- [What to do]:
(a) From the TCP Internet-Draft, extract the passage that begins at the words "Internet-Drafts are draft" and stops after "All rights reserved.".
(b) Name every author listed in the TCP Internet-Draft.
(c) Check each statement against the TCP Internet-Draft and answer yes or no, quoting the words that decide it: (i) The draft expires on January 9, 2017. (ii) Low-RTT networks are typically found in home networks. (iii) The draft's intended status is Standards Track.

- [Page text]:
## Begin

[Docs] [txt|pdf] [Tracker] [Email] [Nits]

Versions: 00

Network Working Group                                         M. Bagnulo
Internet-Draft                                                      UC3M
Intended status: Informational                            K. De Schepper
Expires: January 9, 2017                                 Nokia Bell Labs
                                                                 G. Judd
                                                          Morgan Stanley
                                                            July 8, 2016

  Recommendations for increasing TCP performance in low RTT networks.


   This documents compiles a set of issues that negatively affect TCP
   performance in low RTT networks as well as the recommendations to
   overcome them.

Status of This Memo

   This Internet-Draft is submitted in full conformance with the
   provisions of BCP 78 and BCP 79.

   Internet-Drafts are working documents of the Internet Engineering
   Task Force (IETF).  Note that other groups may also distribute
   working documents as Internet-Drafts.  The list of current Internet-
   Drafts is at http://datatracker.ietf.org/drafts/current/.

   Internet-Drafts are draft documents valid for a maximum of six months
   and may be updated, replaced, or obsoleted by other documents at any
   time.  It is inappropriate to use Internet-Drafts as reference
   material or to cite them other than as "work in progress."

   This Internet-Draft will expire on January 9, 2017.

Copyright Notice

   Copyright (c) 2016 IETF Trust and the persons identified as the
   document authors.  All rights reserved.

   This document is subject to BCP 78 and the IETF Trust's Legal
   Provisions Relating to IETF Documents
   (http://trustee.ietf.org/license-info) in effect on the date of
   publication of this document.  Please review these documents
   carefully, as they describe your rights and restrictions with respect
   to this document.  Code Components extracted from this document must
   include Simplified BSD License text as described in Section 4.e of

Bagnulo, et al.          Expires January 9, 2017                [Page 1]

Internet-Draft              TCP for low RTTs                   July 2016

   the Trust Legal Provisions and are provided without warranty as
   described in the Simplified BSD License.

Table of Contents

   1.  Introduction  . . . . . . . . . . . . . . . . . . . . . . . .   2
   2.  Minimum Retransmission timer  . . . . . . . . . . . . . . . .   3
   3.  Delay for Delayed ACKs  . . . . . . . . . . . . . . . . . . .   3
   4.  Minimum Congestion window . . . . . . . . . . . . . . . . . .   4
   5.  Other issues  . . . . . . . . . . . . . . . . . . . . . . . .   5
   6.  Concluding remarks  . . . . . . . . . . . . . . . . . . . . .   5
   7.  Security considerations . . . . . . . . . . . . . . . . . . .   5
   8.  IANA Considerations . . . . . . . . . . . . . . . . . . . . .   5
   9.  Acknowledgments . . . . . . . . . . . . . . . . . . . . . . .   5
   10. Informative References  . . . . . . . . . . . . . . . . . . .   5
   Authors' Addresses  . . . . . . . . . . . . . . . . . . . . . . .   7

1.  Introduction

   Over the last few years there has been significant operational
   experience about running TCP in networks with low RTTs.  By networks
   with low RTTs we mean networks with RTTs between a few microsecs and
   a few hundreds of microsecs.  These networks are typically found in
   datacenters and in addition to a low RTT they usually exhibit a high
   bandwidth (tens of Gbps).  there are a number of reports and papers
   that show that TCP performance in such environment can be poor and
   that TCP needs to be tuned and even updated to provide good
   performance.  The goal of this memo is to summarize the set of
   changes needed to TCP to perform well in these environments.

## End

[Records in a dataset]

## Begin

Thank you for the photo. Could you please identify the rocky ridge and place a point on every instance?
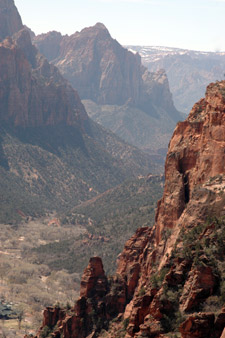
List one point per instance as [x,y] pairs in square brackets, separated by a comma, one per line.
[188,71]
[105,72]
[117,90]
[172,276]
[51,152]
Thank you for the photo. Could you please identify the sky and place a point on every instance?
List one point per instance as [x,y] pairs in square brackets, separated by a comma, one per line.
[188,24]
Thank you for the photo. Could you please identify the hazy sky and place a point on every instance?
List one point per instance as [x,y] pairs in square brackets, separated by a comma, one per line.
[192,24]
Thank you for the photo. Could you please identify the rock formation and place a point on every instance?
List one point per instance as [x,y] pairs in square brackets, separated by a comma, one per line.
[10,20]
[105,72]
[171,277]
[33,93]
[117,90]
[51,153]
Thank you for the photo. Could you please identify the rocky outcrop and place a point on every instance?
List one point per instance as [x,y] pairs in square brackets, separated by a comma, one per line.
[51,153]
[10,20]
[94,281]
[105,72]
[32,91]
[100,301]
[167,274]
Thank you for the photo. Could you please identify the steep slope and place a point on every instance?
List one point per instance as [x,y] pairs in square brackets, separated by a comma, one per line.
[10,20]
[105,73]
[119,210]
[188,71]
[51,153]
[172,276]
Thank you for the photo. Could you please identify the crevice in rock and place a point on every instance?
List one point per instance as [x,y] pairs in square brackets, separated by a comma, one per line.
[186,188]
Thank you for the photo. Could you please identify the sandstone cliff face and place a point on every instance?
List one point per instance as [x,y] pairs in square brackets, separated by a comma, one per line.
[168,273]
[101,70]
[32,91]
[10,20]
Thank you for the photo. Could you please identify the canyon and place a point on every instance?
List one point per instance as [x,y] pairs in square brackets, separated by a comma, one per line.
[170,277]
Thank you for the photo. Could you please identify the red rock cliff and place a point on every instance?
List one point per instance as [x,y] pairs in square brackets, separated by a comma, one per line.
[105,72]
[171,278]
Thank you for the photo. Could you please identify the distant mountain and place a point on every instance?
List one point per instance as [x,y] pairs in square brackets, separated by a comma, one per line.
[120,210]
[52,155]
[107,74]
[188,71]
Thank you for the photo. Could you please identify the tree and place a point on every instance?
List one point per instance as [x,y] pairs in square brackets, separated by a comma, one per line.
[20,317]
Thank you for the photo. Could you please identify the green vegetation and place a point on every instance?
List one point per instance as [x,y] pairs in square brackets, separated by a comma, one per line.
[109,219]
[200,246]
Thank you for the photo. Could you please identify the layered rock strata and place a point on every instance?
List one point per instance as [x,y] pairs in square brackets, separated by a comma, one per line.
[105,72]
[169,276]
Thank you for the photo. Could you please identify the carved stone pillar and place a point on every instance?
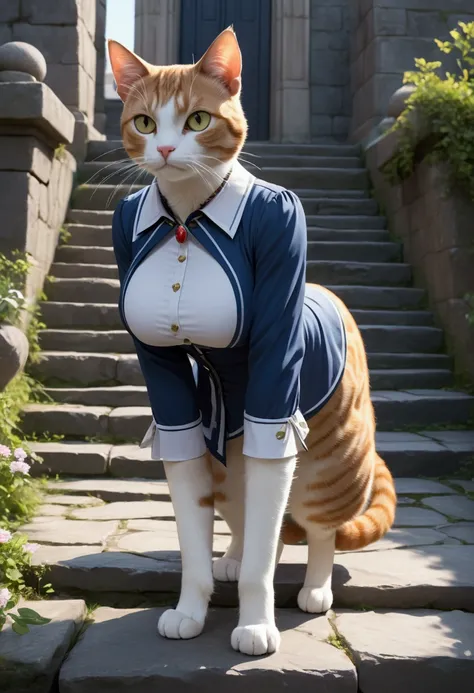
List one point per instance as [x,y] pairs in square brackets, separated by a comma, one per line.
[157,30]
[290,79]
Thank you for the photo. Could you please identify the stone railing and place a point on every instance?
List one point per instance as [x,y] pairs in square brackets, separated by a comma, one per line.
[36,170]
[436,229]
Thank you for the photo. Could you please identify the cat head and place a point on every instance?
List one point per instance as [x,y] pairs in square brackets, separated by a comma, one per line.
[180,120]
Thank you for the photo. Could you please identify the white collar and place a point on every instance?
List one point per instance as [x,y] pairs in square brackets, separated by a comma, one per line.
[225,209]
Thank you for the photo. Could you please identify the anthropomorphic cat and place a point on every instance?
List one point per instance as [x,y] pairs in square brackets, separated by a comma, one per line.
[258,383]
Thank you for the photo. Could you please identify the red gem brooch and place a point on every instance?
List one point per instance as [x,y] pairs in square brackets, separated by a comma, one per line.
[181,234]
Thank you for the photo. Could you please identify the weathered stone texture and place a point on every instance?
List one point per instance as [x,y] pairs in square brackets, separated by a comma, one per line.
[387,36]
[330,103]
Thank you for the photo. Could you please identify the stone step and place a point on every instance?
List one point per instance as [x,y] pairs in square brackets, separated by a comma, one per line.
[112,150]
[410,650]
[394,410]
[106,197]
[113,172]
[317,250]
[377,338]
[425,454]
[89,235]
[98,217]
[105,315]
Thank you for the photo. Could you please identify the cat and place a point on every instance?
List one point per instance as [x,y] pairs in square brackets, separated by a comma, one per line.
[185,125]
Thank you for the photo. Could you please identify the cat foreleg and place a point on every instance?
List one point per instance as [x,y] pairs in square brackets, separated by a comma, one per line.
[190,484]
[267,489]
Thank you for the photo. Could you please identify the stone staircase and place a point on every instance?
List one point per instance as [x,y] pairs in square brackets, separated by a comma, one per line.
[107,530]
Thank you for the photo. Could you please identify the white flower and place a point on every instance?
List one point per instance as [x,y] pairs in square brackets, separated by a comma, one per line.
[5,536]
[4,597]
[31,548]
[19,466]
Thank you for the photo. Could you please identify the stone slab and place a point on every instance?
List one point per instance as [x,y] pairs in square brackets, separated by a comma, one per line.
[408,516]
[116,489]
[71,458]
[151,544]
[421,487]
[59,499]
[132,461]
[464,531]
[124,510]
[121,651]
[36,105]
[29,664]
[71,532]
[458,507]
[411,651]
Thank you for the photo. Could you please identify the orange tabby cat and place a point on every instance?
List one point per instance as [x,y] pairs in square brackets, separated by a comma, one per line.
[185,125]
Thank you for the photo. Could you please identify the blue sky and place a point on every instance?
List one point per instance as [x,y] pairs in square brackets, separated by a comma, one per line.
[120,22]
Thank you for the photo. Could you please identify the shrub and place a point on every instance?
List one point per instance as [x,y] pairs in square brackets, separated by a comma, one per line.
[445,108]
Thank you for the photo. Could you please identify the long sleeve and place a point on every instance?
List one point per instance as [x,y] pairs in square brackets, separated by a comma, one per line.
[176,433]
[274,428]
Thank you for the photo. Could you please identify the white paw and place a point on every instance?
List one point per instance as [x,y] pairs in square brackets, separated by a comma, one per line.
[177,626]
[261,639]
[315,600]
[226,569]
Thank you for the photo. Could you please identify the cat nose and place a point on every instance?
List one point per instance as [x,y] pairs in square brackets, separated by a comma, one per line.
[165,151]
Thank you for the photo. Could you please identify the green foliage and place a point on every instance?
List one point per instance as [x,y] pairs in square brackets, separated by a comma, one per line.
[444,107]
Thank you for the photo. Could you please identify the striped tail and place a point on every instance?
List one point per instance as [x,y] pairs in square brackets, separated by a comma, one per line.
[364,529]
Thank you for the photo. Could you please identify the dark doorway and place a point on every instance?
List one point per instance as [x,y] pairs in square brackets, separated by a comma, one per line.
[203,20]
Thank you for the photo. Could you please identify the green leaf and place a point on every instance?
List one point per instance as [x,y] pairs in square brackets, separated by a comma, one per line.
[30,616]
[20,629]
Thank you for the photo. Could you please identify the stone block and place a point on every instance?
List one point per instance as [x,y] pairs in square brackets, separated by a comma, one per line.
[329,69]
[69,532]
[10,11]
[326,100]
[50,11]
[133,661]
[388,22]
[26,154]
[411,651]
[327,18]
[321,125]
[36,106]
[31,662]
[58,44]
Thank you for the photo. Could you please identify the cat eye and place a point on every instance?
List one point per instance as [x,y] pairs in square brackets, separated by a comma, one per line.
[198,121]
[144,124]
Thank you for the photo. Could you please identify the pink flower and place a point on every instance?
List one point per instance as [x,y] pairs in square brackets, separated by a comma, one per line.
[19,466]
[5,536]
[31,548]
[5,596]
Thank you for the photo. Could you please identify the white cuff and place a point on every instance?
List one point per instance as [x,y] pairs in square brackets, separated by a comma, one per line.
[175,443]
[274,439]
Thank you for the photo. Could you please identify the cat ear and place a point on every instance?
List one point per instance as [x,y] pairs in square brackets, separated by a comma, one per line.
[126,66]
[223,61]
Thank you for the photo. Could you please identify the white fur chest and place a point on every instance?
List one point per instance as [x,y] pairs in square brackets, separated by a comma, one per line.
[181,294]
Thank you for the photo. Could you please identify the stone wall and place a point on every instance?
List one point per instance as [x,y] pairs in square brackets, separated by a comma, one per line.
[388,35]
[436,230]
[65,32]
[331,22]
[36,172]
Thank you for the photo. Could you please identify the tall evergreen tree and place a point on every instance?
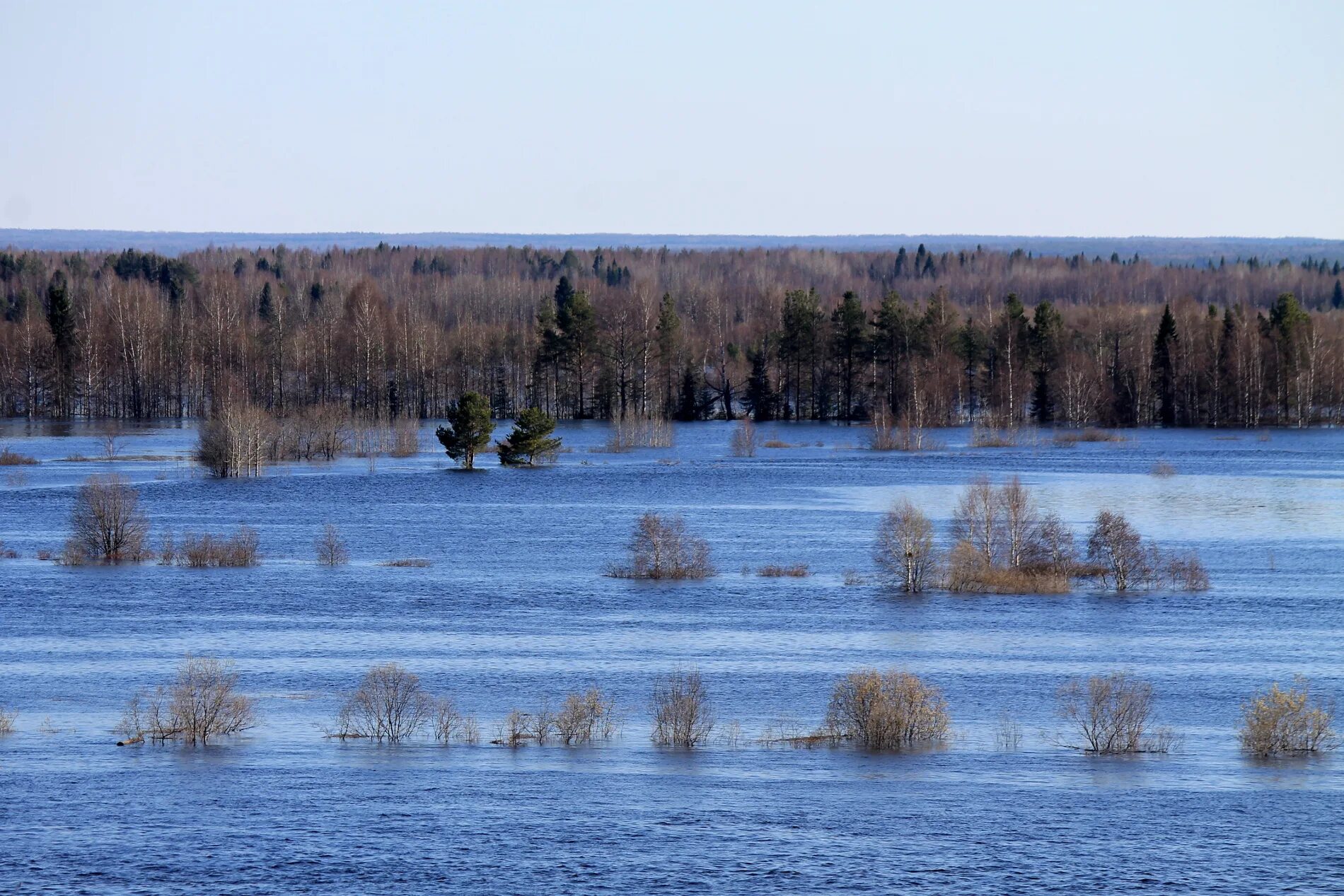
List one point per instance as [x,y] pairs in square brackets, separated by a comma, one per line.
[760,398]
[470,429]
[848,336]
[1048,330]
[531,438]
[1164,367]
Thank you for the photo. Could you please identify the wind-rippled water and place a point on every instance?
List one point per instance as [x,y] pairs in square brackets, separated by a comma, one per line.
[515,609]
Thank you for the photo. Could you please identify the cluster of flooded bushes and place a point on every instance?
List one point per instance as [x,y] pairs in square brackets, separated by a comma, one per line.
[875,711]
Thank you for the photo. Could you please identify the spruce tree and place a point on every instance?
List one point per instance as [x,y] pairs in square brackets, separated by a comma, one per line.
[531,438]
[470,429]
[62,322]
[1164,367]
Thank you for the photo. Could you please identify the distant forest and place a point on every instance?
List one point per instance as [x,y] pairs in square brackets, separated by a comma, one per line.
[913,334]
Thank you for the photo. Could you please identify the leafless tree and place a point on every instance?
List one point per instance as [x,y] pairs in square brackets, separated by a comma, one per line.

## End

- [Solved problems]:
(a)
Internet-Drafts are draft documents valid for a maximum of six months
   and may be updated, replaced, or obsoleted by other documents at any
   time.  It is inappropriate to use Internet-Drafts as reference
   material or to cite them other than as "work in progress."

   This Internet-Draft will expire on January 9, 2017.

Copyright Notice

   Copyright (c) 2016 IETF Trust and the persons identified as the
   document authors.  All rights reserved.

(b) M. Bagnulo, K. De Schepper, G. Judd

(c)
(i) Yes: "This Internet-Draft will expire on January 9, 2017."
(ii) No: "These networks are typically found in datacenters"
(iii) No: "Intended status: Informational"